- **Problem**:
Rewrite every one of the following rows with "single dot" swapped for "single marker", keeping everything else unchanged.

- **Saved data entries**:
━━━━
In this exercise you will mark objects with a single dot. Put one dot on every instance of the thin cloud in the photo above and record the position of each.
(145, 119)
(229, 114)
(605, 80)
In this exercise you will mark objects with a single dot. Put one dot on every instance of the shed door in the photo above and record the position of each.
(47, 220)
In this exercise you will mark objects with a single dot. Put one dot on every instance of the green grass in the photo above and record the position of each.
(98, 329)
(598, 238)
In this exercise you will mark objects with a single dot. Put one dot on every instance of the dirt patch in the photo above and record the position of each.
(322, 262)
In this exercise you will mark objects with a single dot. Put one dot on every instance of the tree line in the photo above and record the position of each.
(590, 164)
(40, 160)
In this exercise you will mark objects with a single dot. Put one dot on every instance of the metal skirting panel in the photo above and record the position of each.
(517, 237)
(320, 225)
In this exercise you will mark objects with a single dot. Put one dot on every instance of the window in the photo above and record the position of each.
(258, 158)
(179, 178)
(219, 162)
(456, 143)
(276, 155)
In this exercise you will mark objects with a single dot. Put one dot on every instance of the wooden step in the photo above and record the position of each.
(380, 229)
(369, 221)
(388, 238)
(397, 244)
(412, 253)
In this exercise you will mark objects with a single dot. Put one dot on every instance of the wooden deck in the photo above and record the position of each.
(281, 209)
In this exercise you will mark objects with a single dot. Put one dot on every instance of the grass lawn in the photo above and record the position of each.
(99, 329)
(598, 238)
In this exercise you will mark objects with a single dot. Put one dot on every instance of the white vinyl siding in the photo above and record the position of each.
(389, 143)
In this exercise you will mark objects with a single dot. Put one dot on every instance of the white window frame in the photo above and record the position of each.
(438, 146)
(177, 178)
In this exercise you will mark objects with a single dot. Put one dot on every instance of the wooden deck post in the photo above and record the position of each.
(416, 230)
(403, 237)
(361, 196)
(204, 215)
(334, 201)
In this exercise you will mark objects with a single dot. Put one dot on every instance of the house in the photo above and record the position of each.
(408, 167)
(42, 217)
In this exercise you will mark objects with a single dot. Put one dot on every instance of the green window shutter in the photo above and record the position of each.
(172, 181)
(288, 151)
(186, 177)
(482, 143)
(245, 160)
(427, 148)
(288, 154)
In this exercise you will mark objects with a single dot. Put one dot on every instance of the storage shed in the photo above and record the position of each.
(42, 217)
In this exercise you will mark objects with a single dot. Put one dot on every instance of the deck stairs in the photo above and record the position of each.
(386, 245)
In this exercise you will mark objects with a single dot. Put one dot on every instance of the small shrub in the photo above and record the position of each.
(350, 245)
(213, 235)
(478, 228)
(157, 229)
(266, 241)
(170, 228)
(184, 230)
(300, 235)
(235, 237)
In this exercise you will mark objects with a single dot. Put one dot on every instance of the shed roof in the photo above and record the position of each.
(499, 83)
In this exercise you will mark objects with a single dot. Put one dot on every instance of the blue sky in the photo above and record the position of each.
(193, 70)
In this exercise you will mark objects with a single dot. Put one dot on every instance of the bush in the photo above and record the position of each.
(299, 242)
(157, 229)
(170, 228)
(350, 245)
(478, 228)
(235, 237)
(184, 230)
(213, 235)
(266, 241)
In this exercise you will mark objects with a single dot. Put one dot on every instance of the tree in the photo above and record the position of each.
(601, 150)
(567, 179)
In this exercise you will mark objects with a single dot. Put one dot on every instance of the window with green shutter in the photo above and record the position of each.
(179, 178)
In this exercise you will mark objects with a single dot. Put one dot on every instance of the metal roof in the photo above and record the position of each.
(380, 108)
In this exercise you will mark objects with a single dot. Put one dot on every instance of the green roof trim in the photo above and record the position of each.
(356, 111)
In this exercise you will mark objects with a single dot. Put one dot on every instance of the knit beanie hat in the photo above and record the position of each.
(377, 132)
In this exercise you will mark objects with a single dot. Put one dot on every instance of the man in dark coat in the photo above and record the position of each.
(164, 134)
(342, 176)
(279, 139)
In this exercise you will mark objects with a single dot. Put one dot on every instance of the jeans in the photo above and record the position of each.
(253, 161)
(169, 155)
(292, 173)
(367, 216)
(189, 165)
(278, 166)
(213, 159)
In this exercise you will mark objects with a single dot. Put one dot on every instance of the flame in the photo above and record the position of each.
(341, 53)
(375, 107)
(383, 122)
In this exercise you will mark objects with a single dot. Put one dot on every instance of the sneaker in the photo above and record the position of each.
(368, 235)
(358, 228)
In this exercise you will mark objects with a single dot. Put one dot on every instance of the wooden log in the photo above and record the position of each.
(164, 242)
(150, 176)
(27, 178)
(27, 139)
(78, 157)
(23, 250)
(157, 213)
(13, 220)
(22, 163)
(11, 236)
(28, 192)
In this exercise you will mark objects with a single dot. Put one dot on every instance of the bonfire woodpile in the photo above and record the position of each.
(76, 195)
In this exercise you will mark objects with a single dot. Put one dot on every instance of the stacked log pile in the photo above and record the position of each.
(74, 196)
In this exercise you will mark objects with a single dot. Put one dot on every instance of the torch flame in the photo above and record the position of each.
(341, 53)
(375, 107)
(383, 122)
━━━━
- **Solution to this problem**:
In this exercise you will mark objects with a single marker. Put one dot on every instance of the thin cloud in the photo above and record the position of each.
(145, 119)
(229, 114)
(605, 80)
In this exercise you will mark objects with a single marker. Put one dot on every instance of the shed door in the photo above and record the position of each.
(47, 220)
In this exercise you will mark objects with a single marker. Put one dot on every instance of the green grass in the photo above and record the position of each.
(98, 329)
(598, 238)
In this exercise you will mark objects with a single marker. Put one dot on every instance of the dirt patch in the photo above and record the position of each.
(322, 262)
In this exercise you will mark objects with a single marker. Put one dot on every instance of the tree line in the photo above and record the position of each.
(590, 164)
(40, 160)
In this exercise you will mark objects with a single marker. Put one dot on every instance of the metal skirting panel in the photo above and record the position of each.
(517, 237)
(320, 225)
In this exercise you will mark objects with a single marker. Put one dot on every instance of the window in the photo above and record the position of each.
(258, 158)
(179, 178)
(219, 162)
(456, 143)
(276, 155)
In this exercise you will mark objects with a single marker. Put one dot on every instance of the wooden step in the photo above and record the position of each.
(380, 229)
(369, 221)
(388, 238)
(397, 244)
(412, 253)
In this exercise you will mark objects with a single marker. Put one dot on every instance of the wooden deck in the photo above and record the position of each.
(281, 209)
In this exercise you will mark objects with a single marker. Put one dot on every instance of the grass lawn in the photo above and record the position of each.
(99, 329)
(598, 238)
In this exercise you will mark objects with a single marker. Put one dot on every instance of the white vinyl siding in the photo above and record the position of each.
(389, 143)
In this exercise you will mark objects with a single marker. Put one dot on every instance of the white window frame in the photo above and record the position of each.
(438, 146)
(177, 178)
In this exercise you will mark objects with a single marker. Put one dot on every instance of the wooden deck post in the photo above and record the position of each.
(416, 230)
(403, 237)
(361, 196)
(204, 215)
(334, 201)
In this exercise you will mark objects with a single marker. Put one dot on every instance of the house in the photo above and record the position of each.
(408, 167)
(42, 217)
In this exercise you will mark objects with a single marker. Put one dot on every instance of the green window shutter in the photo above and record the position of each.
(172, 181)
(288, 151)
(186, 177)
(482, 143)
(245, 160)
(427, 148)
(288, 154)
In this exercise you will mark objects with a single marker. Put one dot on every instance of the storage shed in the photo above and record the position of each.
(42, 217)
In this exercise you will mark objects with a single marker. Put one dot on every instance of the deck stairs in the photo above and record the position of each.
(386, 245)
In this exercise you will mark objects with a single marker. Put one dot on every instance of the small shrub in the photo above and record the position of each.
(350, 245)
(213, 235)
(478, 228)
(157, 229)
(266, 241)
(170, 228)
(184, 230)
(300, 235)
(235, 237)
In this exercise you will mark objects with a single marker. Put one dot on every instance of the shed roof in the photo above and record the position of each.
(499, 83)
In this exercise you will mark objects with a single marker. Put one dot on every instance of the blue sky in the photo above and record the position of each.
(193, 70)
In this exercise you will mark objects with a single marker. Put one dot on every instance of the bush in the photo above and record the position of each.
(299, 242)
(157, 229)
(170, 228)
(350, 245)
(478, 228)
(235, 237)
(184, 230)
(213, 235)
(266, 241)
In this exercise you will mark objects with a single marker. Put one dot on every instance of the tree in the photo above and record the position of each.
(601, 150)
(567, 179)
In this exercise you will mark objects with a single marker. Put one dot on every instance of the window with green shutter in the photo above and record the position of each.
(179, 178)
In this exercise you will mark objects with a single marker. Put one dot on every instance of the metal roof in the photo above and record the position of each.
(380, 108)
In this exercise you will mark objects with a single marker. Put one dot on every instance of the green roof trim in the photo above and record the position of each.
(356, 111)
In this exercise you will mark objects with a single marker. Put one dot on every instance of the knit beanie hat in the photo above and record the position of each.
(377, 132)
In this exercise you will mark objects with a single marker. Put one dot on every instance of the man in dark coat in the photo above and record the position of each.
(164, 134)
(342, 176)
(279, 139)
In this exercise you will mark objects with a single marker. Put one dot on every instance of the jeans in the photo above and record the position of each.
(253, 161)
(169, 155)
(292, 173)
(367, 216)
(189, 165)
(278, 166)
(213, 159)
In this exercise you will mark objects with a single marker. Put one dot on every instance of the flame in the photo above and record the position of each.
(341, 53)
(375, 107)
(383, 122)
In this exercise you will mark objects with a single marker. Put one dot on every instance of the sneaker in the photo above and record the position of each.
(368, 235)
(358, 228)
In this exercise you will mark objects with a single marker. Put one dot on every instance of the wooden log in the photo above and record the position of each.
(164, 242)
(150, 176)
(27, 178)
(27, 139)
(78, 157)
(23, 250)
(157, 213)
(13, 220)
(22, 163)
(11, 236)
(28, 192)
In this exercise you will mark objects with a single marker. Put one dot on every instance of the bonfire woodpile in the photo above and record the position of each.
(76, 195)
In this exercise you will mark objects with a single marker. Put one dot on every instance of the stacked log pile in the photo above and record the position of each.
(74, 196)
In this exercise you will mark objects with a single marker. Put one dot on every instance of the torch flame in the photo above and record the position of each.
(341, 53)
(375, 107)
(383, 122)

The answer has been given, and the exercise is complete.